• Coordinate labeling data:
'''
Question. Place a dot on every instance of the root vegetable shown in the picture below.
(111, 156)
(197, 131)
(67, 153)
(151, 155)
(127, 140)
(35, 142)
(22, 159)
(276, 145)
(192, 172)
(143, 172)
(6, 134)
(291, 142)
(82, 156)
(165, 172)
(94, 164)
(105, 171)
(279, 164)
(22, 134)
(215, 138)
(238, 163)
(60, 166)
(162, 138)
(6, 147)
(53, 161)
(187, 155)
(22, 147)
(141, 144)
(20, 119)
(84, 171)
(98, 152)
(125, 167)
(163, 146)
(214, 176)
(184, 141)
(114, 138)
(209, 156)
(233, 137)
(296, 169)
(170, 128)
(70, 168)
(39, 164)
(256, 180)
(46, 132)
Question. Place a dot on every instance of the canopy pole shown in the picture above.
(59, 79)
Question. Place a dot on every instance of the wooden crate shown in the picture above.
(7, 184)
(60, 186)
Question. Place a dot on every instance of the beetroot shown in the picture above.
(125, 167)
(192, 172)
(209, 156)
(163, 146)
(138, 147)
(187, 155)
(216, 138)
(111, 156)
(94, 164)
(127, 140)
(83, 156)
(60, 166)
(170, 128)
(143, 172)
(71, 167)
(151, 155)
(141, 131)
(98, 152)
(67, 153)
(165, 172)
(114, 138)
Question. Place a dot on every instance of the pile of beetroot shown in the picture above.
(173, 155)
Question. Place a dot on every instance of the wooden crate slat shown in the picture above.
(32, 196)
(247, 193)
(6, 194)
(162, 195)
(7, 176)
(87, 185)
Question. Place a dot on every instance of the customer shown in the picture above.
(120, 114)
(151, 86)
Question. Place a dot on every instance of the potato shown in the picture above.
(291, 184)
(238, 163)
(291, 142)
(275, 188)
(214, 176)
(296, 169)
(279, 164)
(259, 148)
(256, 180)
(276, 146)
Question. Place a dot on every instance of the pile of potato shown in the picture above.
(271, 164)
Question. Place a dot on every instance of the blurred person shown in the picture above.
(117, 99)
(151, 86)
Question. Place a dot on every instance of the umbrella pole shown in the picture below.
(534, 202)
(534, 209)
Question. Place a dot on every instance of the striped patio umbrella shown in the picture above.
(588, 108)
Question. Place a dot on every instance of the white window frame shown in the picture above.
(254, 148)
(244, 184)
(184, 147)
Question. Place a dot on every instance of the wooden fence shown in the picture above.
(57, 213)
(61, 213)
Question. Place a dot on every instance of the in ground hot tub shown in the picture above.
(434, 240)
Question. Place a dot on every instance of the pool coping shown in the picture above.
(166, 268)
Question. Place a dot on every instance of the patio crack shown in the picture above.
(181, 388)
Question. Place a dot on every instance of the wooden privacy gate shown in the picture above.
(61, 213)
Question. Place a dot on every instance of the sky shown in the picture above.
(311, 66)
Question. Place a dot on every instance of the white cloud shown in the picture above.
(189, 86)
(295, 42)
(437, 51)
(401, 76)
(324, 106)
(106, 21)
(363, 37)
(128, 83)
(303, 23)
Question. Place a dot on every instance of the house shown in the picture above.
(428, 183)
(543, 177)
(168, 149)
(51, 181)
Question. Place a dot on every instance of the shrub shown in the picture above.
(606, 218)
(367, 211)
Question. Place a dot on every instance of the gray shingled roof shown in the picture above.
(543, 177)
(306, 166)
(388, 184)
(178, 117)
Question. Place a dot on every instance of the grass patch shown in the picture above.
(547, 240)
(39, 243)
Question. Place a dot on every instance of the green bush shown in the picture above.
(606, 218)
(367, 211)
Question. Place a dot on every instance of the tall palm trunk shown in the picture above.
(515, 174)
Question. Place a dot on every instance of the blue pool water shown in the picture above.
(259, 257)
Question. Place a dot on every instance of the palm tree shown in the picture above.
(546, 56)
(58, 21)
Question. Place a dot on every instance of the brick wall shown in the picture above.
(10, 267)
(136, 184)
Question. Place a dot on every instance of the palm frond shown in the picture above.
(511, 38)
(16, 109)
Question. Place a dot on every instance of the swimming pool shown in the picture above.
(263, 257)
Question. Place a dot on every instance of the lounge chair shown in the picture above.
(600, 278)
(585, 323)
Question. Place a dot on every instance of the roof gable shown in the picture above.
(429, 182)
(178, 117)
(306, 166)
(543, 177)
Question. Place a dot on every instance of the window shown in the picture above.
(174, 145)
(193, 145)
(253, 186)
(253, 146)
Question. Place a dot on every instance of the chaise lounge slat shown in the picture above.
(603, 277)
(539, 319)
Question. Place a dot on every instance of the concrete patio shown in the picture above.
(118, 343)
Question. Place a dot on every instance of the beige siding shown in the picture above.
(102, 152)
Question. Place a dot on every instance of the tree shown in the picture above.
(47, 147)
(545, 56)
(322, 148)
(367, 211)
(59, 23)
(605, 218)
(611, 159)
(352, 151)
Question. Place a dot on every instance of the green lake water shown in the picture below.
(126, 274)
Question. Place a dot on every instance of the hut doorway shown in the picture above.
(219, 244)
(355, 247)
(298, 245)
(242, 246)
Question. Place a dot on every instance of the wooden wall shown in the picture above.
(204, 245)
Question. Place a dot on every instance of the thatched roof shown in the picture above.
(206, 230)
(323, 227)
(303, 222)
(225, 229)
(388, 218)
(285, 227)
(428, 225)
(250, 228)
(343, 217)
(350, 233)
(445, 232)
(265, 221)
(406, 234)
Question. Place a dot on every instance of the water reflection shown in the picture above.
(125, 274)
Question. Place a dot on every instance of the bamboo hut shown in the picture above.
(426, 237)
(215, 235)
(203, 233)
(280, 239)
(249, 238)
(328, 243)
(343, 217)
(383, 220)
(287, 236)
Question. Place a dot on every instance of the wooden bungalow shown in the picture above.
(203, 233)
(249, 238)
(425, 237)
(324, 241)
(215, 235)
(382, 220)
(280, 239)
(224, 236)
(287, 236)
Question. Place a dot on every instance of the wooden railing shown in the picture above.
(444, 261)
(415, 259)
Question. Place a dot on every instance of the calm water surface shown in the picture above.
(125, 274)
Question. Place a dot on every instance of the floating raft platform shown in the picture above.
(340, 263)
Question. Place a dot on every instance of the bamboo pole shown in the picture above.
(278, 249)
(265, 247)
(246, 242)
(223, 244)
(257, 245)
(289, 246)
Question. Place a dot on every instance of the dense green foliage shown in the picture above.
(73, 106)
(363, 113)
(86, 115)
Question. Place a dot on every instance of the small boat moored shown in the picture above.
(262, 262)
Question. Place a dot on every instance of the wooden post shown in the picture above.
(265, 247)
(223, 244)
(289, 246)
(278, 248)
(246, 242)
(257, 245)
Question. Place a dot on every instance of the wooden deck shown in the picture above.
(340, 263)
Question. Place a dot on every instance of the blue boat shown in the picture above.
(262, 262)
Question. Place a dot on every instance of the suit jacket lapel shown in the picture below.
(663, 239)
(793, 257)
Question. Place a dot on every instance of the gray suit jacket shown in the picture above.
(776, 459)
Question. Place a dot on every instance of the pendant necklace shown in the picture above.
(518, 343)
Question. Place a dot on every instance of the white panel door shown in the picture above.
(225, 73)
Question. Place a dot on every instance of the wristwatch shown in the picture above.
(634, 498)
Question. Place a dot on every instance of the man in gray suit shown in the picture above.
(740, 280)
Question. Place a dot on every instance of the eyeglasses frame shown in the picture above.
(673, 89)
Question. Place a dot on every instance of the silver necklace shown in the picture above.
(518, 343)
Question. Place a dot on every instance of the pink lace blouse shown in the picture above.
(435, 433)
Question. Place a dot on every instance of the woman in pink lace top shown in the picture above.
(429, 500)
'''
• Exercise:
Produce an exact repeat of the lines from the one containing "Question. Place a dot on every instance of the blue boat" through the last line of the data, and nothing more.

• The completed task:
Question. Place a dot on every instance of the blue boat shown in the picture above.
(262, 262)
Question. Place a dot on every instance of the suit jacket lapel shown in the picture below.
(663, 239)
(793, 257)
Question. Place a dot on every instance of the gray suit jacket shown in the picture above.
(776, 459)
Question. Place a dot on every instance of the pendant necklace shown in the picture above.
(518, 343)
Question. Place a dot on every instance of the white panel door shown in the picture above.
(225, 73)
Question. Place a dot on every instance of the wristwatch shown in the picture above.
(634, 498)
Question. Place a dot on every instance of the man in gray suit shown in the picture above.
(740, 280)
Question. Place a dot on every instance of the eyeglasses frame shown in the picture above.
(673, 89)
Question. Place a dot on every instance of the silver necklace shown in the picture above.
(518, 343)
Question. Place a dot on every instance of the pink lace blouse shown in the picture above.
(435, 433)
Question. Place a dot on every instance of the woman in pink lace top shown in the picture above.
(429, 500)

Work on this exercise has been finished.